== Work order ==
Your answer needs to include each line of the records in which the string "that" can be found.

== Entries provided ==
********************

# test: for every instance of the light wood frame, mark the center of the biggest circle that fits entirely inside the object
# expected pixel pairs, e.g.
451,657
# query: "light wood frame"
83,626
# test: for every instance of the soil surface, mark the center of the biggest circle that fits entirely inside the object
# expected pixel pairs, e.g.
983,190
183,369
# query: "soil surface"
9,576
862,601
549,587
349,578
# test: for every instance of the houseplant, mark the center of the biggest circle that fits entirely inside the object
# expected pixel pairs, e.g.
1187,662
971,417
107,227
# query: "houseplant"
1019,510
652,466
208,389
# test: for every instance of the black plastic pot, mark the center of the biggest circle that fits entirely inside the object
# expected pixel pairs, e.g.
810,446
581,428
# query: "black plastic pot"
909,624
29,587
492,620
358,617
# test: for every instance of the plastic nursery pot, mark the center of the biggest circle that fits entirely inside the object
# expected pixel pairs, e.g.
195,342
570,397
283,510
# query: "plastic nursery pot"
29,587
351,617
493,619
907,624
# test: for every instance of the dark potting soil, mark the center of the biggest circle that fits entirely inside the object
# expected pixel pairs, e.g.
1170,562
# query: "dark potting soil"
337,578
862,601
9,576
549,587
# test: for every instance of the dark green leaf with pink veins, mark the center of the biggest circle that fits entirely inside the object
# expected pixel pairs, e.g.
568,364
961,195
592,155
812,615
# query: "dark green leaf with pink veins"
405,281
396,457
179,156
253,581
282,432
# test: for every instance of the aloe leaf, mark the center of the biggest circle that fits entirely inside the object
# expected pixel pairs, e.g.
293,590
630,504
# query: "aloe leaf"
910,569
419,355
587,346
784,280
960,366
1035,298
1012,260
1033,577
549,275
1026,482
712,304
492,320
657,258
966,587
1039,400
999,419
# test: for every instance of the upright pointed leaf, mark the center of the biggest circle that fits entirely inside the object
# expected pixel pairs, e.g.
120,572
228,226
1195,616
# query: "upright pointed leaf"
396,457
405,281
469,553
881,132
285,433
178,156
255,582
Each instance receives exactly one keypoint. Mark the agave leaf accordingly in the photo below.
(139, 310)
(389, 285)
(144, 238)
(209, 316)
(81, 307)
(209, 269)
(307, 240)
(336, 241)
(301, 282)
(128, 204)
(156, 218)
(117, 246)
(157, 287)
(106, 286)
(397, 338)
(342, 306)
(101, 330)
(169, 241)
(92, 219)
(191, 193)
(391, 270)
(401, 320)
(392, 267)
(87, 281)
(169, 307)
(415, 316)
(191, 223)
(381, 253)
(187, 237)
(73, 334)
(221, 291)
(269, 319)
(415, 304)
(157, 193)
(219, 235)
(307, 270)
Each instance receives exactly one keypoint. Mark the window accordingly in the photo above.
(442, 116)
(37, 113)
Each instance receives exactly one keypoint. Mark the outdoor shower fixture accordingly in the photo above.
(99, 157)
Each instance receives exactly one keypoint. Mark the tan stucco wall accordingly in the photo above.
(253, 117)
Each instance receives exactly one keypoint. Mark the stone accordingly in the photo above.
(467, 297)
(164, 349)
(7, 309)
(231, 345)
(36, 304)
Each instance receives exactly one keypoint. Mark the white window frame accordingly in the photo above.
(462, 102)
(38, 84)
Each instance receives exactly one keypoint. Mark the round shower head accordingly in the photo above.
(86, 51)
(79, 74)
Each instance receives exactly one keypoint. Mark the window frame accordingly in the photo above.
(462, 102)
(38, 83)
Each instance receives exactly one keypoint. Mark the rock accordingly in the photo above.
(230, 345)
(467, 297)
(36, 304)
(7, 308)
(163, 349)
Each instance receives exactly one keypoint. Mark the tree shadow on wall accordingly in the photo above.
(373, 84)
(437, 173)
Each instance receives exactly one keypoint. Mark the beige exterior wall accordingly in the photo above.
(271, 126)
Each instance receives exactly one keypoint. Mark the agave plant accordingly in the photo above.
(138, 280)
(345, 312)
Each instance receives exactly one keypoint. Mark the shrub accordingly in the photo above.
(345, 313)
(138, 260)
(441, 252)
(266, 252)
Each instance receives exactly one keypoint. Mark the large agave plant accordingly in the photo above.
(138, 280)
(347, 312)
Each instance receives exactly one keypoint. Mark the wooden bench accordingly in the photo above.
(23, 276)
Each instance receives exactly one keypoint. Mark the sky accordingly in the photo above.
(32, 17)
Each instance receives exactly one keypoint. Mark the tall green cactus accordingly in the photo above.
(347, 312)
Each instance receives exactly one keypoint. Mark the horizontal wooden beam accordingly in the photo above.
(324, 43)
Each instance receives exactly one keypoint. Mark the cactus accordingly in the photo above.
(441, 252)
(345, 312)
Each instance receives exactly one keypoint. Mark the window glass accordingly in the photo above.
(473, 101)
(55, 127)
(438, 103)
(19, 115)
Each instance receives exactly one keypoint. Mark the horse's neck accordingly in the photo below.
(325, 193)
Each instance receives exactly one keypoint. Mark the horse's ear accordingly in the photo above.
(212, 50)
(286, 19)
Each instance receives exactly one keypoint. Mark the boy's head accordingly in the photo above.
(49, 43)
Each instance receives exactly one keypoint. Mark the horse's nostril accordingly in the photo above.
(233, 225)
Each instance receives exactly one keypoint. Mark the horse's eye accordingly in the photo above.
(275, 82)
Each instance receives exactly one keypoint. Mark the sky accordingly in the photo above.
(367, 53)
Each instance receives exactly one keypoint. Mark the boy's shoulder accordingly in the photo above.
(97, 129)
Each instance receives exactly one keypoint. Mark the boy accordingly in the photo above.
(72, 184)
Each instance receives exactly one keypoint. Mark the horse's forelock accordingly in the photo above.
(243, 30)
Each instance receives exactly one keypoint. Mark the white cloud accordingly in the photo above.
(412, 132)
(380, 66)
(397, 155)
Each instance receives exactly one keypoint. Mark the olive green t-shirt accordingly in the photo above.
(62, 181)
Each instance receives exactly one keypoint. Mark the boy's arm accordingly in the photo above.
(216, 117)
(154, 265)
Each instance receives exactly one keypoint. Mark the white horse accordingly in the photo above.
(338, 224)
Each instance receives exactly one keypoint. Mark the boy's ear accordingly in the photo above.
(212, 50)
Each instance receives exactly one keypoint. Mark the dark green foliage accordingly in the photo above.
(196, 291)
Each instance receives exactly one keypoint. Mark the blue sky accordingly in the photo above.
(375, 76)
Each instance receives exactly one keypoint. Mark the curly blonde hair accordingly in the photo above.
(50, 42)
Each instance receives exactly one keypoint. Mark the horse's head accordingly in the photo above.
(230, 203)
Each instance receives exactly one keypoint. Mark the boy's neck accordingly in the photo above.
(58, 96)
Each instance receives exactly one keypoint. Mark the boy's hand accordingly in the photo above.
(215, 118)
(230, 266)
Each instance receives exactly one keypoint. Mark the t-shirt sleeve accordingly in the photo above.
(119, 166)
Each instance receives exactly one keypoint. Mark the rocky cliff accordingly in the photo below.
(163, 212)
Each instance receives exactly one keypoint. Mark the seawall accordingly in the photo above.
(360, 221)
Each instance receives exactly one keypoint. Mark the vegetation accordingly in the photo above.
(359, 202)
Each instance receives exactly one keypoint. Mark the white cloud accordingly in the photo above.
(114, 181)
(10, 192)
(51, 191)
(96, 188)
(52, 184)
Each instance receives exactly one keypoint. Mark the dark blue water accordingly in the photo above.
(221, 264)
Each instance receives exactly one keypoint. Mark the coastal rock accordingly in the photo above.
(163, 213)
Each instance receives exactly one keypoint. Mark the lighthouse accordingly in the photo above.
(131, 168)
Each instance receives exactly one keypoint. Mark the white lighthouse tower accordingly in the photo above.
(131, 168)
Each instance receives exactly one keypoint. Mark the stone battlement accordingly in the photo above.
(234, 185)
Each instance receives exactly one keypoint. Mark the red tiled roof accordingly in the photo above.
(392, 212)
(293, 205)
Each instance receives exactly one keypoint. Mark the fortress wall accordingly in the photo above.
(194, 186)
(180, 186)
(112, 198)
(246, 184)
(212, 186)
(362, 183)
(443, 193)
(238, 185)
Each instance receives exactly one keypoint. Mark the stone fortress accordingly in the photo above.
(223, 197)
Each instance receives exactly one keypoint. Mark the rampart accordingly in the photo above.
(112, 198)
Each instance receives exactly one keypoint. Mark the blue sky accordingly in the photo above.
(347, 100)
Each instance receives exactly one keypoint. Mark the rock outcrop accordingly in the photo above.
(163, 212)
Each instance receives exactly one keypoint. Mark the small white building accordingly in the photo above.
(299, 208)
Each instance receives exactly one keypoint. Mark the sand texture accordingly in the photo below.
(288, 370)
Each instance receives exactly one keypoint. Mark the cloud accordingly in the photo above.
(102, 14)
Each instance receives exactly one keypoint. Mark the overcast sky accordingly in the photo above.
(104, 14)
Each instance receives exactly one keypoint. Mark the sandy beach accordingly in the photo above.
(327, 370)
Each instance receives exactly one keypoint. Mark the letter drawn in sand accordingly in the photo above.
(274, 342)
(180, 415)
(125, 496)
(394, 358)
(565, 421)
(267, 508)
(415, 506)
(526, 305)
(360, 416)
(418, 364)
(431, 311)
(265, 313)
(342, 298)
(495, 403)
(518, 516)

********************

== Expected output ==
# test: for every instance of the light wood frame, mark the center of the biggest circle that fits entirely inside the object
# test: for every instance of the soil surface, mark the center of the biggest circle that fits entirely inside the object
# test: for every instance of the houseplant, mark the center of the biggest circle that fits entirely inside the object
# test: for every instance of the black plastic pot, mark the center of the biggest circle that fits entirely inside the object
# test: for every instance of the plastic nursery pot, mark the center of the biggest circle that fits entirely inside the object
# test: for every instance of the dark potting soil, mark the center of the biggest circle that fits entirely inside the object
# test: for every instance of the dark green leaf with pink veins, mark the center of the biggest circle that fits entirely inside the object
# test: for every instance of the aloe leaf, mark the center of the biggest circle that fits entirely inside the object
# test: for every instance of the upright pointed leaf, mark the center of the biggest circle that fits entirely inside the object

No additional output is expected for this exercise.